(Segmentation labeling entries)
● ● ● ●

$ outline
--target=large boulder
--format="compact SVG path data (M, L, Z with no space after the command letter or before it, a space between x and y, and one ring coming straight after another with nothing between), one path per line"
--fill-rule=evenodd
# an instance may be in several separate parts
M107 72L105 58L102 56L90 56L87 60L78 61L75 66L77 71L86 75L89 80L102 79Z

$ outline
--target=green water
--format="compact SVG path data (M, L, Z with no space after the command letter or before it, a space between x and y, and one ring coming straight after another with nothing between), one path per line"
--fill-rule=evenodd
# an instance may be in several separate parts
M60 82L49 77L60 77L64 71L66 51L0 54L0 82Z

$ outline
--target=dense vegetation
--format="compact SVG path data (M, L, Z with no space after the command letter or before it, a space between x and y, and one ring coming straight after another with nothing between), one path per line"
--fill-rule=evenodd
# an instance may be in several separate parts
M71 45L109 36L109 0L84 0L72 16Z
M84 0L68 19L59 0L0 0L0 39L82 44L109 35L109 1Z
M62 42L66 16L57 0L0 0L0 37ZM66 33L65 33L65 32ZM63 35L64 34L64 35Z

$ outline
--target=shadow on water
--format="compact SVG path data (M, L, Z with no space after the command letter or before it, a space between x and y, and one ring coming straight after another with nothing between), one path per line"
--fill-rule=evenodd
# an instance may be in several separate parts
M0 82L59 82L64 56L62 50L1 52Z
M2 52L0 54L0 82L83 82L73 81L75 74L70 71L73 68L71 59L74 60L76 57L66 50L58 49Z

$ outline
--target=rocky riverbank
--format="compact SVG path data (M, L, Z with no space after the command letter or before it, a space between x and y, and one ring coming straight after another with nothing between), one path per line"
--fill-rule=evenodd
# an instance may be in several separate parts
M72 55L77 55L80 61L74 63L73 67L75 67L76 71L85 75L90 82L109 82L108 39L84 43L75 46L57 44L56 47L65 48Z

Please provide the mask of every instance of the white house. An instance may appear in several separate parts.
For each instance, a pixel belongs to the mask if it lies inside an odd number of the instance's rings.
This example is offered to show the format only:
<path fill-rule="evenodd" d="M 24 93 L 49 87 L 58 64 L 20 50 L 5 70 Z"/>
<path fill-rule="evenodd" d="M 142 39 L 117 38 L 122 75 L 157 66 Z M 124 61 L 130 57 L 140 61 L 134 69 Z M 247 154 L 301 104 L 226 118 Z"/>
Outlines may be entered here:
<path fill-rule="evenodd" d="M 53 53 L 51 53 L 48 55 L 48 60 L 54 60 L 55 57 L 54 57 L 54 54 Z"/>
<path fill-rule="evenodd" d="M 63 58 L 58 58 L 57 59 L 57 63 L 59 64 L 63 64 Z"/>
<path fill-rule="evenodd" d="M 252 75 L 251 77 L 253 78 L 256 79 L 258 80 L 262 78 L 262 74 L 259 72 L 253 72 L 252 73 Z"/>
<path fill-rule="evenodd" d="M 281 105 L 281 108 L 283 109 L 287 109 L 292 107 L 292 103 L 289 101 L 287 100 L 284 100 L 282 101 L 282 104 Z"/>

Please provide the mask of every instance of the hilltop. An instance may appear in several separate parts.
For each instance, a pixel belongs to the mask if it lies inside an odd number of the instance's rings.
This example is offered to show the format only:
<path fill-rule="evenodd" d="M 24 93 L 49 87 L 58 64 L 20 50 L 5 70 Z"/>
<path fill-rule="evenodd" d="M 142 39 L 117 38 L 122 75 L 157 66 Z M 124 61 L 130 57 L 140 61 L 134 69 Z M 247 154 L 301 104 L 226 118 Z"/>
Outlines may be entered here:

● ● ● ●

What you should do -
Reproduce all of the material above line for line, without changing anything.

The solution -
$ outline
--target=large boulder
--format="compact SVG path data (M, L, Z with no space after the command letter or before it, a space between x and y, and one ring coming straight after another with nothing between), one path per line"
--fill-rule=evenodd
# an instance may be in several separate parts
M107 72L105 58L102 56L90 56L87 60L78 61L75 66L77 71L86 75L89 80L102 79Z

$ outline
--target=green water
--format="compact SVG path data (M, L, Z with no space after the command letter or before it, a space between x and y, and one ring coming straight after another with nothing between), one path per line"
--fill-rule=evenodd
# an instance may be in several separate parts
M60 82L49 77L60 77L64 71L66 51L0 54L0 82Z

$ outline
--target=dense vegetation
--format="compact SVG path data (M, L, Z with no space after the command letter or before it, a space between x and y, and one ring coming straight after another with nothing between), one path per line"
--fill-rule=evenodd
# an instance may be in several separate parts
M71 45L109 36L109 0L84 0L72 16Z
M84 0L68 19L59 0L0 0L0 39L82 44L109 35L109 1Z
M62 42L66 16L57 0L0 0L0 37ZM66 33L65 33L65 32ZM63 35L64 34L64 35Z

$ outline
--target=shadow on water
--format="compact SVG path data (M, L, Z with no space after the command letter or before it, a space between x and y, and one ring coming straight after another with nothing between), one path per line"
--fill-rule=evenodd
# an instance may be in several separate parts
M0 82L59 82L64 56L62 50L1 52Z
M2 52L0 54L0 82L83 82L73 81L75 74L70 71L73 68L71 59L74 60L76 57L66 50L58 49Z

$ outline
--target=rocky riverbank
--format="compact SVG path data (M, L, Z with no space after the command letter or before it, a space between x and y, and one ring coming straight after another with nothing between), one path per line"
--fill-rule=evenodd
# an instance may be in several separate parts
M72 55L77 55L80 61L74 63L73 67L75 67L76 71L85 75L90 82L109 82L108 39L84 43L75 46L57 44L56 47L65 48Z

Please provide the mask of every instance of the white house. An instance may appear in several separate parts.
For each instance, a pixel belongs to the mask if it lies inside an odd number of the instance's rings.
This example is offered to show the format only:
<path fill-rule="evenodd" d="M 24 93 L 49 87 L 58 64 L 20 50 L 5 70 Z"/>
<path fill-rule="evenodd" d="M 142 39 L 117 38 L 122 75 L 157 66 Z M 124 61 L 130 57 L 140 61 L 134 69 Z M 247 154 L 301 104 L 226 118 Z"/>
Outlines may be entered here:
<path fill-rule="evenodd" d="M 53 53 L 51 53 L 48 55 L 48 60 L 54 60 L 55 57 L 54 57 L 54 54 Z"/>
<path fill-rule="evenodd" d="M 63 58 L 58 58 L 57 59 L 57 63 L 59 64 L 63 64 Z"/>
<path fill-rule="evenodd" d="M 252 75 L 251 77 L 253 78 L 256 79 L 258 80 L 262 78 L 262 74 L 259 72 L 253 72 L 252 73 Z"/>
<path fill-rule="evenodd" d="M 281 105 L 281 108 L 283 109 L 287 109 L 292 107 L 292 103 L 289 101 L 287 100 L 284 100 L 282 101 L 282 104 Z"/>

Please provide the mask of every instance of the hilltop. An instance may appear in several separate parts.
For each instance, a pixel belongs to the mask if it lies inside an odd number of the instance's rings.
This example is offered to show the format only:
<path fill-rule="evenodd" d="M 24 93 L 49 87 L 58 64 L 20 50 L 5 70 Z"/>
<path fill-rule="evenodd" d="M 142 39 L 117 38 L 122 75 L 157 66 Z M 124 61 L 130 57 L 140 61 L 134 69 Z M 247 154 L 301 104 L 226 118 Z"/>
Outlines may be entered here:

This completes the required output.